New dimension in interactive entertainment: RIT students create ‘Odyssey’

Imagine RIT exhibit will let visitors ‘step inside’ video games

James Stallmeyer

A student explores a fully realized game world while inside the Odyssey installation.

Ever wonder what it would feel like to be inside your favorite video-game world, instead of just staring at a flat screen? Project Odyssey, the result of a collaboration between RIT’s new media interactive development and new media design and imaging departments, as well as the Center for Student Innovation, aims to make that dream a reality.

The project, which will be on display Saturday in RIT’s Innovation Center as part of Imagine RIT: Innovation and Creativity Festival, aims to turn traditional visual media on its head—swapping out a flat screen on, say, a TV or computer monitor, for a cylindrical display that effectively surrounds the user in full 360 degrees. Combined with surround sound and motion controls, the team at RIT has developed what it calls “a paradigm shift in the way we experience entertainment.”

━━━━━━

* WRITTEN EXERCISE A
Say whether each statement agrees with the article on Project Odyssey, answering yes or no and quoting the deciding words: (i) The project will be shown in RIT's Innovation Center. (ii) The project uses a flat screen as its display. (iii) The project is the work of a single RIT department.
* WRITTEN EXERCISE B
Change "flat screen" to "flat monitor" in the part of the article on Project Odyssey that opens with the words containing "Imagine RIT exhibit" and closes with "dream a reality.", and write out that part.
The data that follows plays no part in any of this.

Position annotation records
━━━━━━

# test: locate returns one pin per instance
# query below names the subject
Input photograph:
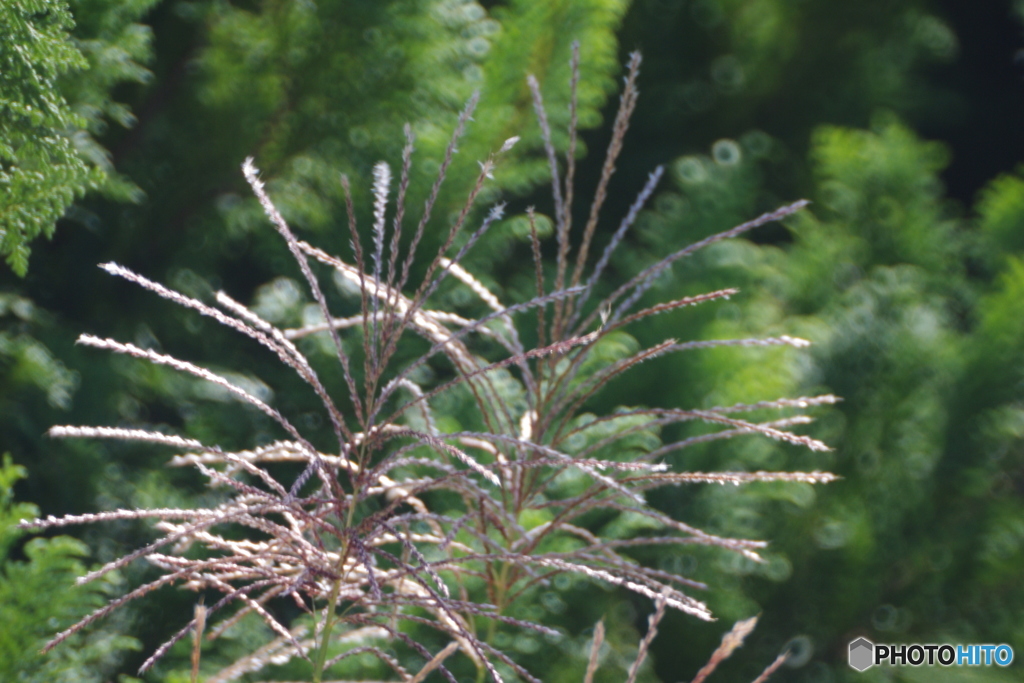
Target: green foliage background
(907, 272)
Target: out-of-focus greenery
(911, 298)
(38, 598)
(55, 84)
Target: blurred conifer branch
(364, 573)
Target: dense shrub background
(899, 119)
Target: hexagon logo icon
(861, 653)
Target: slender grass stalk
(369, 577)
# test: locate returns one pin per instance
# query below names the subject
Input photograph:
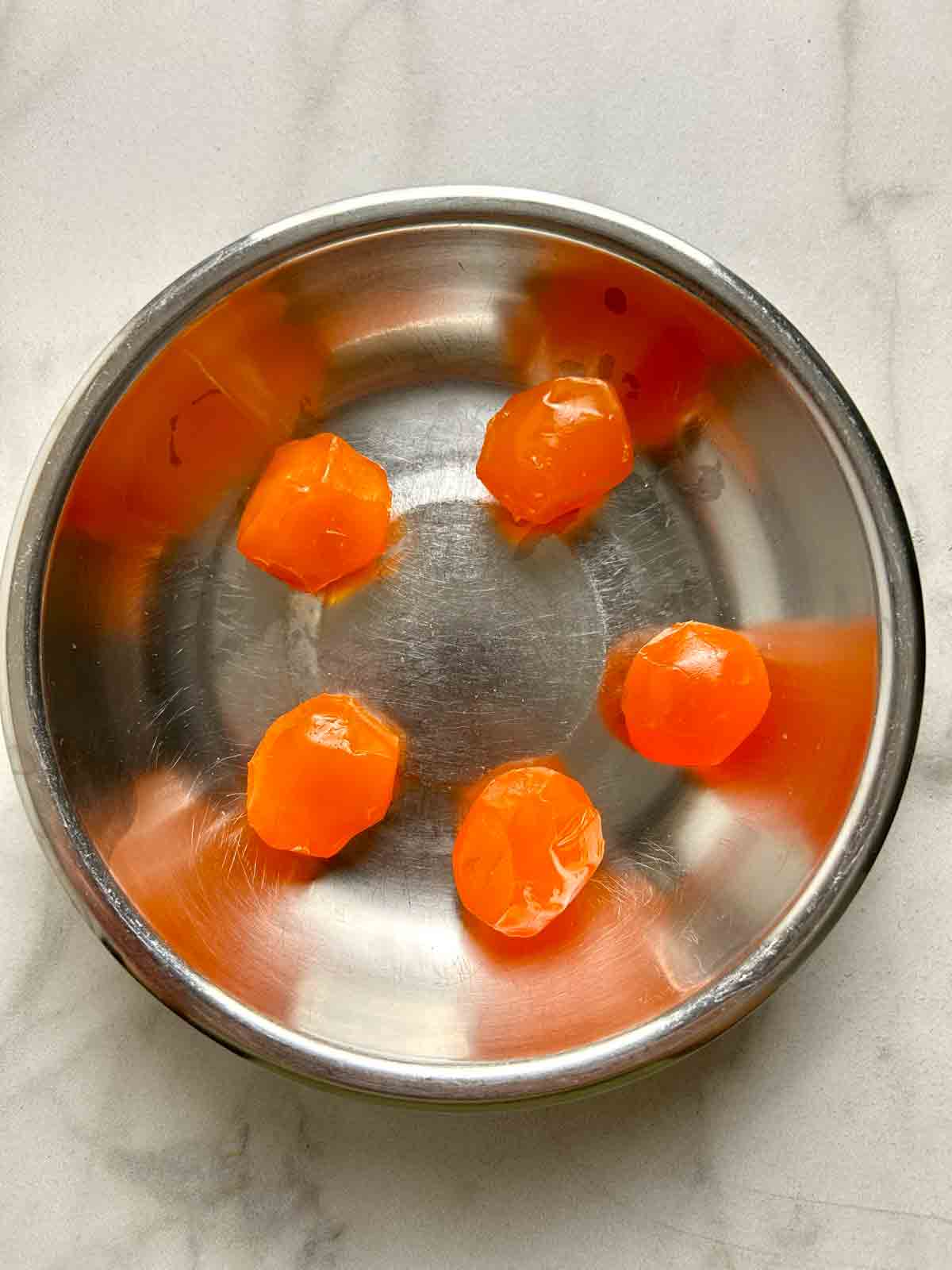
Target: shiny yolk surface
(556, 448)
(527, 846)
(693, 694)
(319, 512)
(321, 774)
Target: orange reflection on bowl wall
(592, 967)
(804, 761)
(634, 330)
(200, 421)
(213, 892)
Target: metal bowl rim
(712, 1009)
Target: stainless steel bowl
(144, 656)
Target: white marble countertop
(808, 146)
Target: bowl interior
(165, 654)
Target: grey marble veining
(808, 148)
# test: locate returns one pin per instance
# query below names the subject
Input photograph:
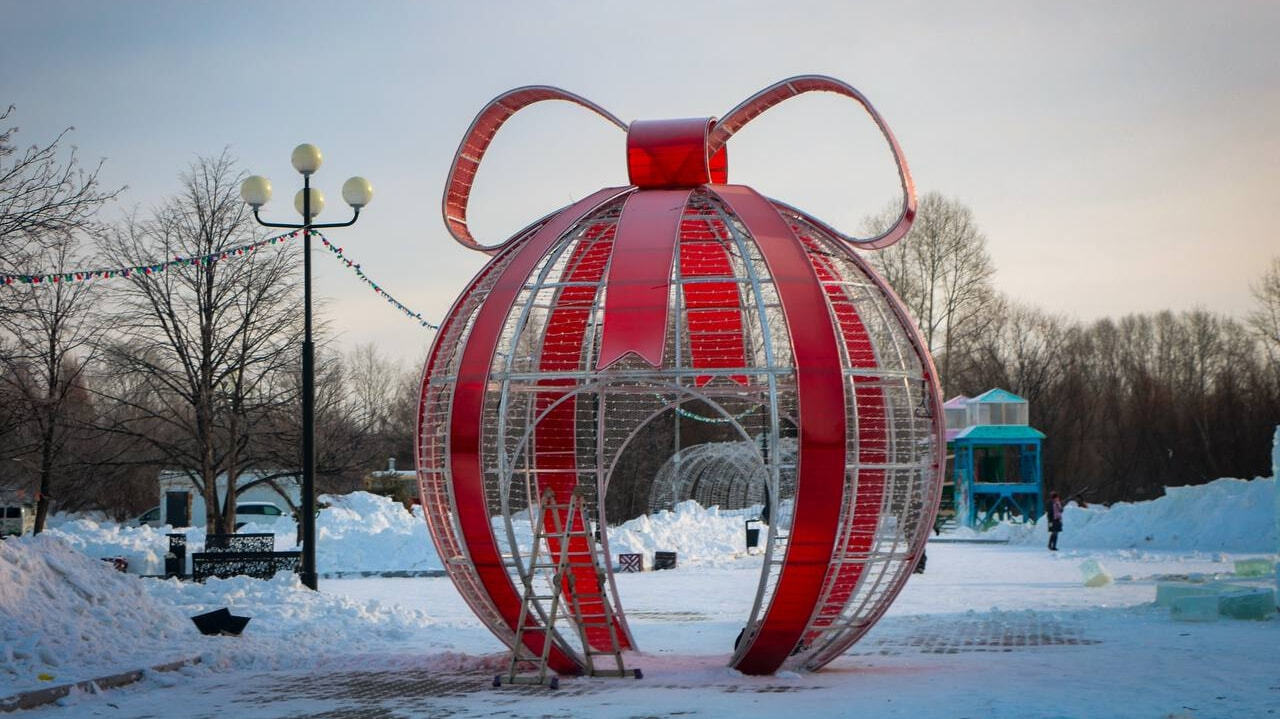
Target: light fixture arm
(312, 225)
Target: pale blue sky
(1120, 158)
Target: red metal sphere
(680, 296)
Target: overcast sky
(1119, 156)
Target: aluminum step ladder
(565, 525)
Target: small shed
(996, 459)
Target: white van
(17, 520)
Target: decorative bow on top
(666, 160)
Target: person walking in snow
(1055, 520)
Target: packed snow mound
(696, 535)
(142, 546)
(1221, 516)
(59, 605)
(72, 617)
(369, 532)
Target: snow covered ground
(1005, 630)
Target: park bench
(231, 555)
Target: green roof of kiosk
(997, 394)
(1001, 434)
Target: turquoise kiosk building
(993, 459)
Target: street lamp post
(256, 191)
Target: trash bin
(176, 559)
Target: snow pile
(698, 535)
(59, 605)
(69, 617)
(1221, 516)
(369, 532)
(144, 546)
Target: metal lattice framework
(730, 475)
(682, 294)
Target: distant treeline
(1129, 406)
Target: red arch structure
(672, 300)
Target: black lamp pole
(309, 421)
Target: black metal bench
(231, 555)
(240, 544)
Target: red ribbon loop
(799, 85)
(475, 142)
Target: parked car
(17, 520)
(257, 513)
(246, 513)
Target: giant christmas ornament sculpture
(643, 308)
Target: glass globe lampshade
(256, 191)
(357, 192)
(306, 159)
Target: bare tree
(53, 329)
(44, 196)
(944, 274)
(1265, 317)
(211, 340)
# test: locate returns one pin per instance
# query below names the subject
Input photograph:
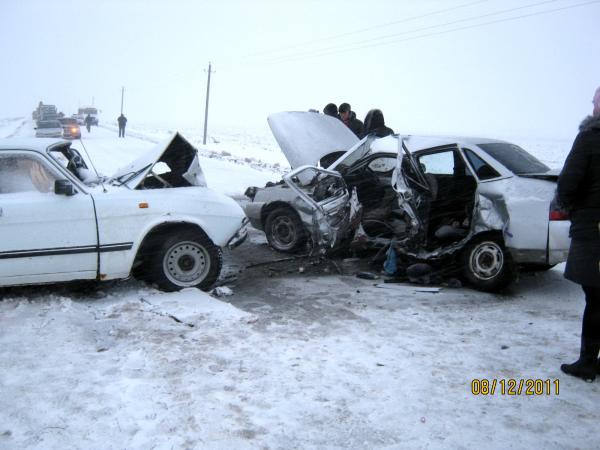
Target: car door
(45, 237)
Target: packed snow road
(300, 356)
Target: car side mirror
(64, 187)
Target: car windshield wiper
(130, 175)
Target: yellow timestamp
(511, 386)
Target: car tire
(487, 265)
(285, 231)
(186, 258)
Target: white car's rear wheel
(187, 258)
(284, 230)
(487, 265)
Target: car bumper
(240, 236)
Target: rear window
(514, 158)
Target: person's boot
(586, 367)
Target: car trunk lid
(306, 137)
(176, 152)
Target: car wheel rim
(487, 260)
(186, 263)
(283, 232)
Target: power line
(467, 19)
(293, 58)
(364, 30)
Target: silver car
(482, 203)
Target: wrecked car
(155, 218)
(482, 204)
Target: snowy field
(290, 360)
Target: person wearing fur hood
(578, 191)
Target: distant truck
(83, 112)
(45, 112)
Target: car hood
(305, 137)
(176, 152)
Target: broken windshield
(352, 156)
(514, 158)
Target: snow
(296, 361)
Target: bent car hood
(176, 152)
(305, 137)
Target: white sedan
(482, 203)
(155, 218)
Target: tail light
(557, 213)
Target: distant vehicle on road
(83, 112)
(71, 129)
(48, 128)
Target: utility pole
(122, 95)
(206, 107)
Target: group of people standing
(121, 120)
(578, 192)
(374, 122)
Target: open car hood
(173, 162)
(305, 137)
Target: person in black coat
(331, 110)
(88, 122)
(578, 191)
(375, 124)
(349, 118)
(122, 120)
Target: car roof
(39, 145)
(416, 143)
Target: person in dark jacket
(375, 124)
(578, 191)
(331, 110)
(88, 122)
(349, 118)
(122, 122)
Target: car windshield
(349, 159)
(49, 124)
(514, 158)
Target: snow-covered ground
(291, 360)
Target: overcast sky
(433, 66)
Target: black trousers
(590, 328)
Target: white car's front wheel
(186, 258)
(487, 265)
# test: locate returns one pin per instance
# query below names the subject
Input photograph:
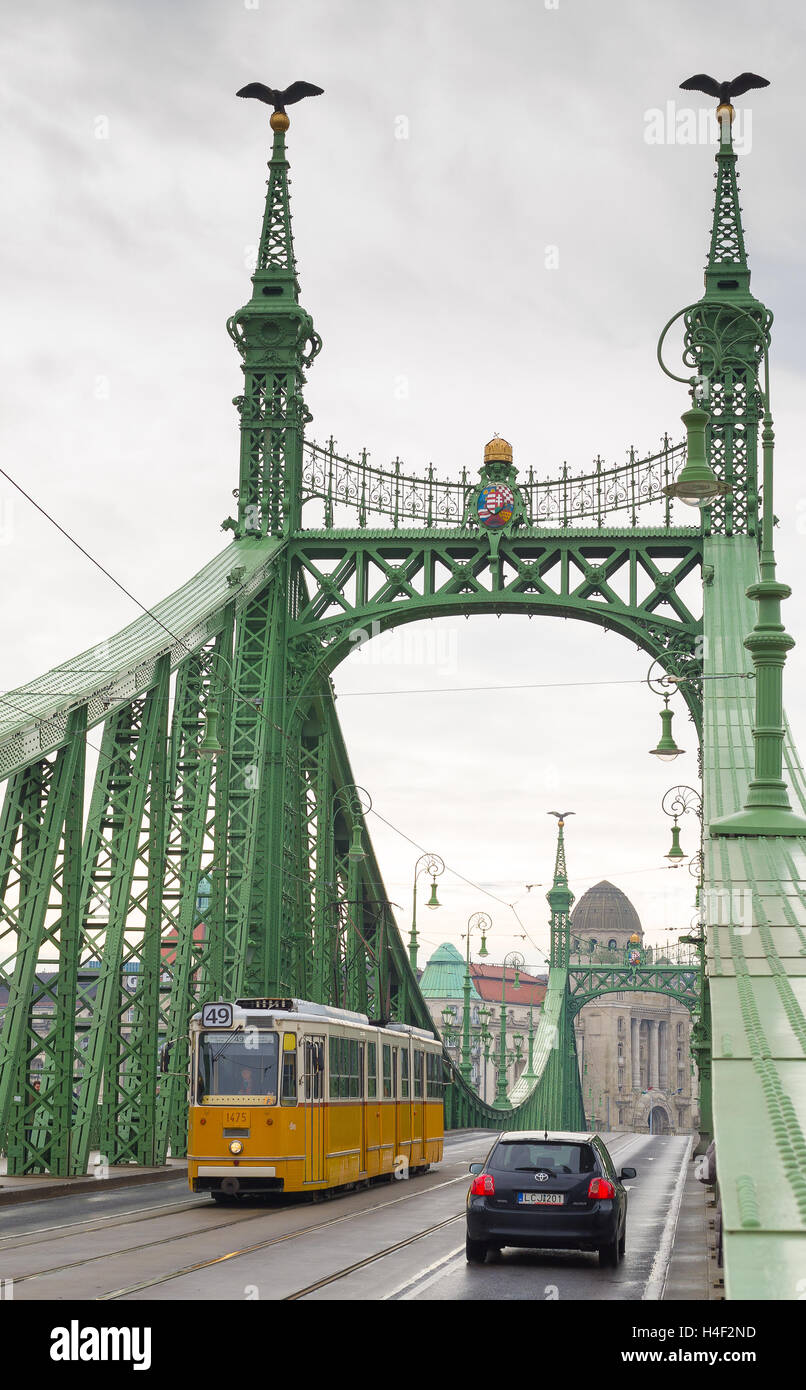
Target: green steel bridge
(179, 806)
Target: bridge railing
(338, 487)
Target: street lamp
(349, 798)
(485, 1037)
(478, 922)
(677, 802)
(435, 866)
(698, 484)
(530, 1069)
(514, 961)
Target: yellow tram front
(288, 1096)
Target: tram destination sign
(266, 1004)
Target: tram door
(363, 1107)
(396, 1094)
(314, 1109)
(418, 1108)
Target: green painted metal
(214, 852)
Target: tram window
(238, 1064)
(345, 1076)
(418, 1075)
(434, 1075)
(288, 1084)
(335, 1068)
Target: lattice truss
(631, 583)
(681, 983)
(168, 877)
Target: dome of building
(603, 915)
(443, 976)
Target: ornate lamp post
(432, 865)
(516, 961)
(677, 802)
(485, 1037)
(349, 798)
(449, 1026)
(530, 1069)
(478, 922)
(667, 749)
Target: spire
(560, 898)
(727, 348)
(275, 252)
(727, 271)
(275, 338)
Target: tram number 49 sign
(217, 1016)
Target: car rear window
(562, 1158)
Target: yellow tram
(291, 1097)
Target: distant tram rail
(293, 1097)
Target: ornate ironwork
(339, 481)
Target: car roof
(548, 1136)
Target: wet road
(392, 1241)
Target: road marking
(658, 1275)
(264, 1244)
(420, 1282)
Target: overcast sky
(135, 186)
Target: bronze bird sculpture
(723, 91)
(280, 99)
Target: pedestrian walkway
(694, 1275)
(35, 1187)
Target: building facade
(634, 1051)
(442, 986)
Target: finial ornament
(280, 99)
(723, 91)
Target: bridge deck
(756, 955)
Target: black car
(548, 1190)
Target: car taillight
(601, 1189)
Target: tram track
(273, 1240)
(88, 1225)
(102, 1223)
(370, 1260)
(189, 1235)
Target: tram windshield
(238, 1064)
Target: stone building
(442, 986)
(632, 1048)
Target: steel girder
(362, 583)
(681, 983)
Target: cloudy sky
(135, 189)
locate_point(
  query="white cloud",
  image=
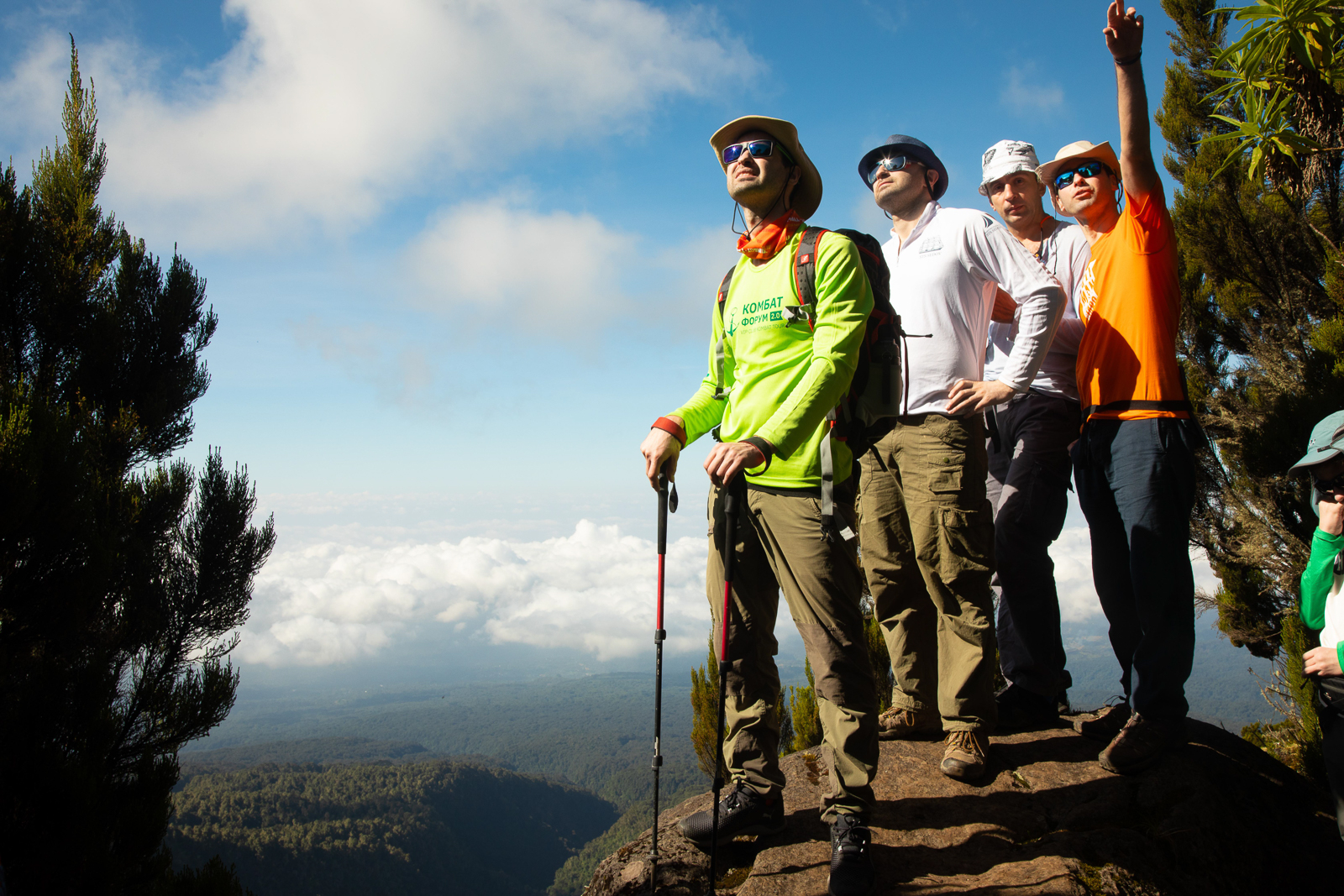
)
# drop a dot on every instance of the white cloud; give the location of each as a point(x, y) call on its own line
point(538, 270)
point(326, 109)
point(591, 591)
point(1026, 97)
point(507, 265)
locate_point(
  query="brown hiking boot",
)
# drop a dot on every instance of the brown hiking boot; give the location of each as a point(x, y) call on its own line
point(964, 757)
point(902, 725)
point(1105, 723)
point(1142, 743)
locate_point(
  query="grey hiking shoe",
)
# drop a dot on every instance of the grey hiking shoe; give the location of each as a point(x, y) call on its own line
point(1105, 723)
point(851, 859)
point(964, 755)
point(902, 725)
point(1142, 743)
point(741, 812)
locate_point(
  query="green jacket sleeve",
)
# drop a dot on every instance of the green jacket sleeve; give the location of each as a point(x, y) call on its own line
point(1317, 579)
point(844, 301)
point(702, 411)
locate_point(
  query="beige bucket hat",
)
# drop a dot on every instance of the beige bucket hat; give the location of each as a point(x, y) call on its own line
point(806, 195)
point(1077, 149)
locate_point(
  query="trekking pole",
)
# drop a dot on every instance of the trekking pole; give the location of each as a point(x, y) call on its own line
point(730, 539)
point(660, 634)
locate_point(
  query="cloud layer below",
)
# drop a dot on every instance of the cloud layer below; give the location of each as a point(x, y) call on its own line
point(593, 591)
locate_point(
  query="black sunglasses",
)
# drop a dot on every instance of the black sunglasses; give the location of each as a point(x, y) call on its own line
point(757, 148)
point(1086, 170)
point(893, 164)
point(1334, 484)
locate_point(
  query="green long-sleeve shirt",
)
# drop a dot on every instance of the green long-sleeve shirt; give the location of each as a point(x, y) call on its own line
point(1323, 602)
point(784, 379)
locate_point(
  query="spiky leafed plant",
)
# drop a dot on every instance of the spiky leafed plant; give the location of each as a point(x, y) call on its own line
point(1254, 134)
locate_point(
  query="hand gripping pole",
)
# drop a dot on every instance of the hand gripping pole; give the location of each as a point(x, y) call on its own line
point(665, 503)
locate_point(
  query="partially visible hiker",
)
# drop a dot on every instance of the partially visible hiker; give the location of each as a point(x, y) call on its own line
point(780, 378)
point(1028, 448)
point(925, 524)
point(1135, 459)
point(1323, 593)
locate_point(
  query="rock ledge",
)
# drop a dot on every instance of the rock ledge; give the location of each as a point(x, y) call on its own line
point(1218, 817)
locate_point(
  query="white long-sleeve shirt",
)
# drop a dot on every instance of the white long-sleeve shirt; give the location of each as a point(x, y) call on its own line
point(944, 278)
point(1065, 254)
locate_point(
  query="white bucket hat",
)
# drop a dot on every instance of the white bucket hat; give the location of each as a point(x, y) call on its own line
point(1005, 157)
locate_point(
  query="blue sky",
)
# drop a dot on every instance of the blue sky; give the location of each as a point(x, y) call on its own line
point(463, 254)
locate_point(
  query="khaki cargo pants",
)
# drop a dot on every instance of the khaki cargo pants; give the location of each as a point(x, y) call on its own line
point(927, 532)
point(780, 547)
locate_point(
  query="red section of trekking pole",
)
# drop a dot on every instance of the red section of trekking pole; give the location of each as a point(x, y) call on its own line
point(730, 540)
point(659, 637)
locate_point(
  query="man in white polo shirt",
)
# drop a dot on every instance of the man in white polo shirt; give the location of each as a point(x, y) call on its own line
point(1028, 448)
point(925, 524)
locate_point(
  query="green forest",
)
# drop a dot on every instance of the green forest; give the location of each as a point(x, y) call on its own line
point(582, 747)
point(438, 826)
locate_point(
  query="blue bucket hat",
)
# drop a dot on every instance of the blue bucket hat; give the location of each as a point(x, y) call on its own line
point(904, 145)
point(1327, 443)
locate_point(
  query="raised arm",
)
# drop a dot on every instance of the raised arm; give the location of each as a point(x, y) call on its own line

━━━━━━

* TASK OUTPUT A
(i) Yes: "will be on display Saturday in RIT’s Innovation Center"
(ii) No: "a cylindrical display that effectively surrounds the user in full 360 degrees"
(iii) No: "a collaboration between RIT’s new media interactive development and new media design and imaging departments, as well as the Center for Student Innovation"

* TASK OUTPUT B
Imagine RIT exhibit will let visitors ‘step inside’ video games

James Stallmeyer

A student explores a fully realized game world while inside the Odyssey installation.

Ever wonder what it would feel like to be inside your favorite video-game world, instead of just staring at a flat monitor? Project Odyssey, the result of a collaboration between RIT’s new media interactive development and new media design and imaging departments, as well as the Center for Student Innovation, aims to make that dream a reality.